TASK TO CARRY OUT — Extract the stretch of the listing below from the line containing "target: bare tree" through the line containing "POLYGON ((29 71, 55", reproducing each line unchanged. Leave the pictures out of your answer.

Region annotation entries
/---

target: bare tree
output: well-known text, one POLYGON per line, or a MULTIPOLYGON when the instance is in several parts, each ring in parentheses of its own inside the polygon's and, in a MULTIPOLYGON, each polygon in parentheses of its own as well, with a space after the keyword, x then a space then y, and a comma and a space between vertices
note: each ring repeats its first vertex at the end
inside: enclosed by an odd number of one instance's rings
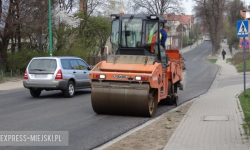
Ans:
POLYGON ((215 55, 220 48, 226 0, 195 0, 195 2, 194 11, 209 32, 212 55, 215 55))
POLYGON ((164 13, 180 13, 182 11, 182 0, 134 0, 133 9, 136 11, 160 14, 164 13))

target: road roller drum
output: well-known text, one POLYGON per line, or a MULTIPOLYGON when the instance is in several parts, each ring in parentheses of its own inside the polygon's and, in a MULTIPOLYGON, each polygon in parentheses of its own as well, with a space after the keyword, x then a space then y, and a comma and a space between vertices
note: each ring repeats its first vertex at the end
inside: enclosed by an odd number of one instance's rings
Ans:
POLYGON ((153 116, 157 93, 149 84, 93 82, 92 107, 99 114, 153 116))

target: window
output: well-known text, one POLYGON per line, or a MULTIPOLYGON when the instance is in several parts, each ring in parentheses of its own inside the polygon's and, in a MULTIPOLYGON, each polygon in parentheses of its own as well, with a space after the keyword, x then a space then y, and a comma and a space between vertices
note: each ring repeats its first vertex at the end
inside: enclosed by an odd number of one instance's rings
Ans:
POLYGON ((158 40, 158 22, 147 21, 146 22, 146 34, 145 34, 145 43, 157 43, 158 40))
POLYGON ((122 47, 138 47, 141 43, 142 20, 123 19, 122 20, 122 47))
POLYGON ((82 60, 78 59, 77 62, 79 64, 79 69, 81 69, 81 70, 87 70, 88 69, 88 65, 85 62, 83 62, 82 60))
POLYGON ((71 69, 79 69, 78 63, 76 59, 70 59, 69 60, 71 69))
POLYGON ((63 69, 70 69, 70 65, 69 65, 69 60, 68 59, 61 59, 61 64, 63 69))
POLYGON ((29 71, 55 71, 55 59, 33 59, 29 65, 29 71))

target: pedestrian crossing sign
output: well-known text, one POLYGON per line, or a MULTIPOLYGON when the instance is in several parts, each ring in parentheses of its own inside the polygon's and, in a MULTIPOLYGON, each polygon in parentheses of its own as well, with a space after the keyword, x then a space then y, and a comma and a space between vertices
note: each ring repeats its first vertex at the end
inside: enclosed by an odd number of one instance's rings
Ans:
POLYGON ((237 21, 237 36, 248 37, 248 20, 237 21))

\---
/---

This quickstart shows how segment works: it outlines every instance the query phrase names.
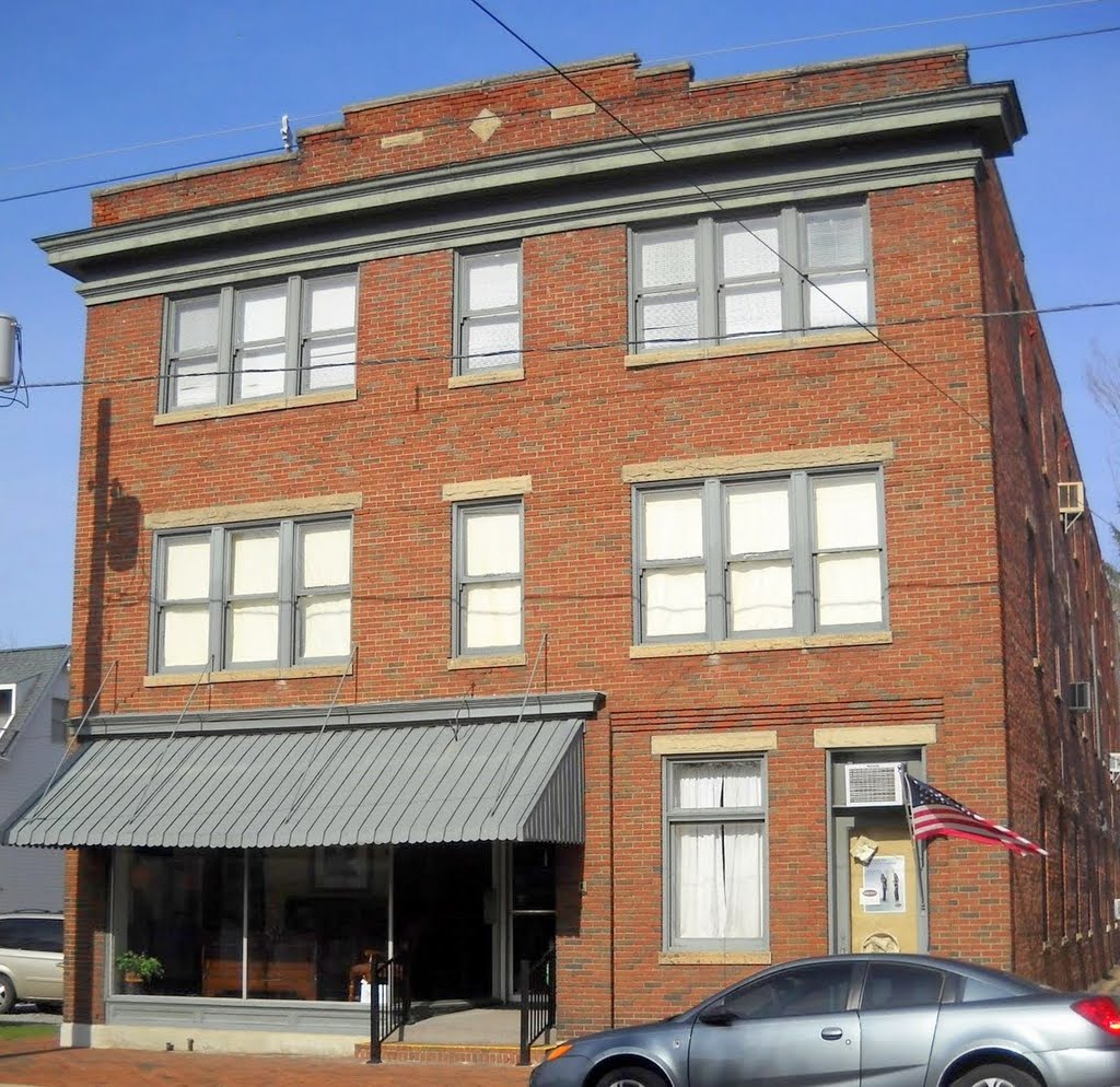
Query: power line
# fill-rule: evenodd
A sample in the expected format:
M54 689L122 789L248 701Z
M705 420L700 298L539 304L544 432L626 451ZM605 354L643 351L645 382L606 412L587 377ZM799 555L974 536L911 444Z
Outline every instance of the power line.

\---

THE ANSWER —
target: bare tree
output: well-known text, one POLYGON per line, or a MULTIPOLYGON when the instance is in several parts, each ring in parentheses of its own inside the polygon's and, in a MULTIPOLYGON, each polygon in parentheses of its own as well, with a space after the keyword, x then a space then y, and a comma and a space between vertices
note: each ring repeats its first vertex at the end
inside: enclosed by an odd number of one instance's rings
Ans:
POLYGON ((215 55, 220 48, 226 0, 195 0, 195 2, 194 11, 209 32, 212 55, 215 55))
POLYGON ((164 13, 180 13, 182 11, 182 0, 134 0, 133 9, 136 11, 160 14, 164 13))

target: road roller drum
output: well-known text, one POLYGON per line, or a MULTIPOLYGON when the instance is in several parts, each ring in parentheses of its own inside the polygon's and, in a MULTIPOLYGON, each polygon in parentheses of its own as well, with a space after the keyword, x then a space then y, and a comma and a space between vertices
note: each ring repeats its first vertex at the end
inside: enclosed by an odd number of one instance's rings
Ans:
POLYGON ((153 116, 157 93, 149 84, 93 82, 92 107, 99 114, 153 116))

target: window
output: well-known text, one POLYGON per line, or a MULTIPOLYGON when the instance is in several parts, each ring in parentheses of its own inside the polygon's and, in a MULTIPOLYGON, each polygon in parentheses of its own as well, with a space after the keyword, x then a space then y, and a comma and a space between vertices
note: each ring repeats its first vertex at the end
inside: enclosed by an odd number of one instance's rings
Ans:
POLYGON ((158 40, 158 22, 147 21, 146 22, 146 34, 145 34, 145 43, 157 43, 158 40))
POLYGON ((122 47, 138 47, 141 43, 142 20, 123 19, 122 20, 122 47))
POLYGON ((82 60, 78 59, 77 62, 79 64, 79 69, 81 69, 81 70, 87 70, 88 69, 88 65, 85 62, 83 62, 82 60))
POLYGON ((71 69, 79 69, 78 63, 76 59, 70 59, 69 60, 71 69))
POLYGON ((63 69, 70 69, 70 65, 69 65, 69 60, 68 59, 61 59, 61 64, 63 69))
POLYGON ((29 71, 55 71, 55 59, 33 59, 29 65, 29 71))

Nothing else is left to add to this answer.